# Exercise description
Return the line containing "tree, one per instance" and all lines after it exactly; stop at the end of the material.

:: Data to process ::

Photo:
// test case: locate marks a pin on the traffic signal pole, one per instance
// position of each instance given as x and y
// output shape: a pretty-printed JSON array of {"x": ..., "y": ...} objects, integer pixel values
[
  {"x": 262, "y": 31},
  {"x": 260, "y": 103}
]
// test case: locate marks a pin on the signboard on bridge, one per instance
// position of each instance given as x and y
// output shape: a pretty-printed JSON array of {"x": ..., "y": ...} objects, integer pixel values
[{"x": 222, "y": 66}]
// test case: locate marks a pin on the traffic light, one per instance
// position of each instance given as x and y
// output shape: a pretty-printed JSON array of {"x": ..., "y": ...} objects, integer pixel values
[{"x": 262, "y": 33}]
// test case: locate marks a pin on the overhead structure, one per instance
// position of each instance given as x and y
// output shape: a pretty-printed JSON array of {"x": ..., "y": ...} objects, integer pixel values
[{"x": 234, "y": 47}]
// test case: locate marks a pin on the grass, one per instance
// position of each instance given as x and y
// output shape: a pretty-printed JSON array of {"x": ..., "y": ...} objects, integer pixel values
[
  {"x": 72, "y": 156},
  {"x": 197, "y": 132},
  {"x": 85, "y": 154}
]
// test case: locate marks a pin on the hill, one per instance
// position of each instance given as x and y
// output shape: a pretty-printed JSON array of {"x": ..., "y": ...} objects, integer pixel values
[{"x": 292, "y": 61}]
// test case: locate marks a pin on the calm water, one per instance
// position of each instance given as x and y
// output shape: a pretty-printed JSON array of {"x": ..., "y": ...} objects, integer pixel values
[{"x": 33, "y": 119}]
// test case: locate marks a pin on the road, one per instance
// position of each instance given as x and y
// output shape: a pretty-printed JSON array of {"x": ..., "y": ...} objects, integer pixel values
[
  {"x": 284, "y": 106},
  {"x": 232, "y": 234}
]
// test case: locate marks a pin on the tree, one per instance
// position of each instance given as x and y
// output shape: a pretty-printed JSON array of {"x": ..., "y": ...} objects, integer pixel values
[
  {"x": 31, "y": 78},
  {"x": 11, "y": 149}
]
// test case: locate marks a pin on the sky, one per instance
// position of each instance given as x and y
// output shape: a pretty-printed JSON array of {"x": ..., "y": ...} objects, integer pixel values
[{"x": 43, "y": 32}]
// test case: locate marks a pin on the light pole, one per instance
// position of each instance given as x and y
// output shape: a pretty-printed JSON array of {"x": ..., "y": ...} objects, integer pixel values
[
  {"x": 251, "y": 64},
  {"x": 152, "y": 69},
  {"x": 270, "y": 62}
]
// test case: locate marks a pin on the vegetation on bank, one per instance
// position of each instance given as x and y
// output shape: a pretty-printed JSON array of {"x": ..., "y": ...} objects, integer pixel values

:::

# Exercise result
// test case: locate marks a pin on the tree, one per instance
// position of each instance given as x and y
// output shape: a pretty-printed JSON array of {"x": ..., "y": ...} objects, integer pixel values
[
  {"x": 31, "y": 78},
  {"x": 11, "y": 149}
]
// test case: locate marks a pin on the sky, one per instance
// position of each instance given as x and y
// output shape: a pretty-printed JSON array of {"x": ..., "y": ...} objects, integer pixel values
[{"x": 43, "y": 32}]
// test case: locate marks a pin on the light pole, one per instance
// position of each instance given as x and y
// output shape: a pretty-printed JSON array of {"x": ..., "y": ...} objects, integer pixel values
[
  {"x": 251, "y": 64},
  {"x": 152, "y": 69},
  {"x": 270, "y": 62}
]
// test case: locate marks a pin on the vegetation on bank, one per instance
// position of each instance given as x and y
// output shape: a pretty-printed JSON array of {"x": ..., "y": ...} objects, integer pixel values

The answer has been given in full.